PROVIDED PASSAGE:
******************************

= Unorganized machine =

An unorganized machine is a concept mentioned in a 1948 report by Alan Turing titled "Intelligent Machinery", in which he suggested that the infant human cortex was what he called an "unorganised machine". It remained unpublished until 1969.

==Overview==
Turing defined the class of unorganized machines as largely random in their initial construction, but capable of being trained to perform particular tasks. Turing's unorganized machines were in fact very early examples of randomly connected, binary neural networks, and Turing claimed that these were the simplest possible model of the nervous system.

Turing had been interested in the possibility of simulating neural systems for at least the previous two years. In correspondence with William Ross Ashby in 1946 he writes:

I am more interested in the possibility of producing models of the action of the brain than in the applications to practical computing...although the brain may in fact operate by changing its neuron circuits by the growth of axons and dendrites, we could nevertheless make a model, within the ACE, in which this possibility was allowed for, but in which the actual construction of the ACE did not alter, but only the remembered data

In his 1948 paper Turing defined two examples of his unorganized machines. The first were A-type machines — these being essentially randomly connected networks of NAND logic gates. The second were called B-type machines, which could be created by taking an A-type machine and replacing every inter-node connection with a structure called a connection modifier — which itself is made from A-type nodes. The purpose of the connection modifiers were to allow the B-type machine to undergo "appropriate interference, mimicking education" in order to organize the behaviour of the network to perform useful work. Before the term genetic algorithm was coined, Turing even proposed the use of what he called a genetical search to configure his unorganized machines. Turing claimed that the behaviour of B-type machines could be very complex when the number of nodes in the network was large, and stated that the "picture of the cortex as an unorganized machine is very satisfactory from the point of view of evolution and genetics".

******************************

SUPPLIED MATERIAL:

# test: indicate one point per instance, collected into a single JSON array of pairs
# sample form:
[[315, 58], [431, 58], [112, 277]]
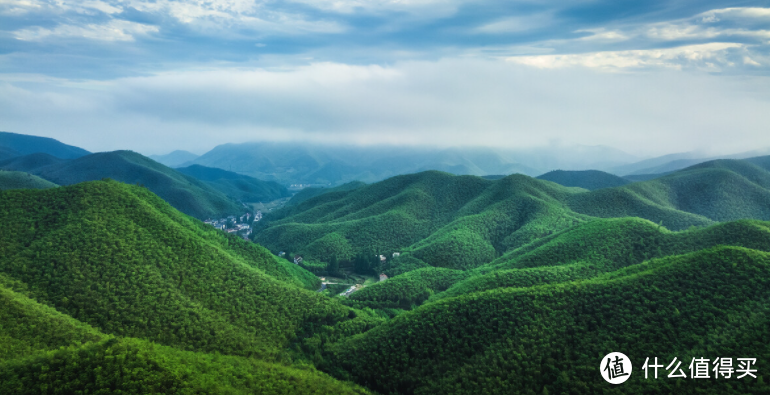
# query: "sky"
[[649, 78]]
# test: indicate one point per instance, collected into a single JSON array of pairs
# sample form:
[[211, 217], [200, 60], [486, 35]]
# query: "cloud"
[[710, 56], [448, 102], [114, 30]]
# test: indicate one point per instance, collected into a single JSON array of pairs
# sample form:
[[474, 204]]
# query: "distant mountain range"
[[497, 284], [175, 158], [588, 179], [13, 144], [297, 163], [434, 211], [237, 186]]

******************************

PROBLEMS TO WORK ON:
- A) Which calendar years does the text on unorganized machines mention, and what does the text say happened in each?
- B) Answer these questions from the text on unorganized machines:
(i) What kind of logic gates are randomly connected in A-type machines?
(ii) With whom did Turing correspond in 1946?
(iii) What did Turing call the search he proposed for configuring his unorganized machines?

SOLUTIONS BELOW:
- A)
- 1946: Turing corresponded with William Ross Ashby about modeling the brain.
- 1948: Turing wrote the report "Intelligent Machinery" describing unorganized machines.
- 1969: the report was published.

- B)
(i) NAND logic gates
(ii) William Ross Ashby
(iii) A genetical search